◆ **Your task**
Repeat each line exactly, leaving nothing out.

◆ **Extracted material**
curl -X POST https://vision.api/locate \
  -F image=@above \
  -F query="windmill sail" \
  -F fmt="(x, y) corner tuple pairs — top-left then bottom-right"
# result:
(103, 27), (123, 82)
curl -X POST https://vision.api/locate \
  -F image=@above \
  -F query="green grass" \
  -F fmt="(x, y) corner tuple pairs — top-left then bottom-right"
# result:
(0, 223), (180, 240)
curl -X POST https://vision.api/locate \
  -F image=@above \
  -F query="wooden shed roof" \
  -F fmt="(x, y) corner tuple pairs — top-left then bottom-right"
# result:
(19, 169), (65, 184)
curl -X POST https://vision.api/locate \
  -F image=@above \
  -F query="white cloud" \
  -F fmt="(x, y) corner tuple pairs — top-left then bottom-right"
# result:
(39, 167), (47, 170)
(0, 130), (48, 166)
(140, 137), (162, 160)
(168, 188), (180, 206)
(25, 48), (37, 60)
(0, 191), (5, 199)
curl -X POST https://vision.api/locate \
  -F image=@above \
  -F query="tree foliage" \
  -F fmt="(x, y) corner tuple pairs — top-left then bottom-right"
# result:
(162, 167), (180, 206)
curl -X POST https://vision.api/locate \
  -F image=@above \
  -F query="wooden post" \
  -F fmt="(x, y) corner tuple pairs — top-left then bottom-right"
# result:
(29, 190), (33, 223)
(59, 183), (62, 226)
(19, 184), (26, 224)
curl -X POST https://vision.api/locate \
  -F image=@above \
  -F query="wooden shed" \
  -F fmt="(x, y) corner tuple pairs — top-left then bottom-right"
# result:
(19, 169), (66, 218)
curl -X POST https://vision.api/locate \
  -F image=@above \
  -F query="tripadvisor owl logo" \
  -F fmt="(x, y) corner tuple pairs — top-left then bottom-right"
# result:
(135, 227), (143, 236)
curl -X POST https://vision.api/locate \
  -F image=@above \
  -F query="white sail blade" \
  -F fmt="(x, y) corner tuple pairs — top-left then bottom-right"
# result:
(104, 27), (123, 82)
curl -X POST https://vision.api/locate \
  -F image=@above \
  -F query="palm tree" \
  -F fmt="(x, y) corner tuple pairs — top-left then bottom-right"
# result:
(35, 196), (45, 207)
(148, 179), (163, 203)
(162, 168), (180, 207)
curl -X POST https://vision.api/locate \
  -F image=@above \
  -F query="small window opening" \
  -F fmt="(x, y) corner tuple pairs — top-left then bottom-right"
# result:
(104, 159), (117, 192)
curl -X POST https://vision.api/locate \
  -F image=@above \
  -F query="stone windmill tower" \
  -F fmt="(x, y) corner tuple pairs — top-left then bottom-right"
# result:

◆ **Final result**
curl -X POST https://vision.api/locate \
  -F image=@above \
  -F query="windmill sail" \
  -F fmt="(x, y) corner tuple pairs — top-left then bottom-right"
# result:
(103, 27), (123, 82)
curl -X POST https://vision.api/locate \
  -F image=@above \
  -F query="green grass" \
  -F fmt="(x, y) corner tuple pairs — top-left then bottom-right"
# result:
(0, 223), (180, 240)
curl -X POST https://vision.api/locate \
  -F image=@above \
  -F query="wooden shed roof" \
  -F fmt="(x, y) corner tuple pairs — top-left then bottom-right"
# result:
(19, 169), (65, 184)
curl -X POST https://vision.api/locate \
  -F image=@above \
  -F query="white cloud" \
  -F fmt="(x, y) corner tuple pairs — top-left then bottom-right"
# result:
(39, 167), (47, 170)
(0, 130), (48, 166)
(140, 137), (162, 160)
(168, 188), (180, 206)
(25, 48), (37, 60)
(0, 191), (5, 199)
curl -X POST https://vision.api/locate \
  -F image=@above \
  -F query="tree foliage" \
  -F fmt="(x, y) corner tuple pairs — top-left then bottom-right"
# result:
(162, 167), (180, 206)
curl -X POST https://vision.api/locate \
  -F image=@above \
  -F query="wooden post" \
  -F fmt="(x, y) corner tuple pairs — top-left then bottom-right"
# result:
(29, 190), (33, 223)
(59, 183), (62, 226)
(19, 184), (26, 224)
curl -X POST https://vision.api/locate \
  -F image=@above \
  -F query="wooden shed" \
  -F fmt="(x, y) corner tuple pairs — top-left then bottom-right"
# result:
(19, 169), (66, 218)
curl -X POST https://vision.api/locate \
  -F image=@above \
  -F query="tripadvisor owl logo" \
  -F fmt="(x, y) corner tuple pairs — top-left then bottom-right"
# result:
(135, 227), (143, 236)
curl -X POST https://vision.api/locate \
  -F image=@above \
  -F query="white sail blade" \
  -F fmt="(x, y) corner tuple pairs — top-left then bottom-right"
# result:
(104, 27), (123, 82)
curl -X POST https://vision.api/locate \
  -F image=@above \
  -F query="palm tree" \
  -F fmt="(x, y) corner tuple pairs — top-left then bottom-right"
# result:
(35, 196), (45, 207)
(148, 179), (163, 203)
(162, 168), (180, 207)
curl -X POST https://vision.api/locate \
  -F image=@above \
  -F query="small window opening" \
  -F fmt="(x, y) corner tuple pairs — top-left then bottom-right"
# result:
(104, 159), (117, 192)
curl -X POST https://vision.api/locate \
  -F image=@above \
  -F query="stone windmill tower" \
  -F fmt="(x, y) corner tuple pairs — top-left then bottom-right"
# result:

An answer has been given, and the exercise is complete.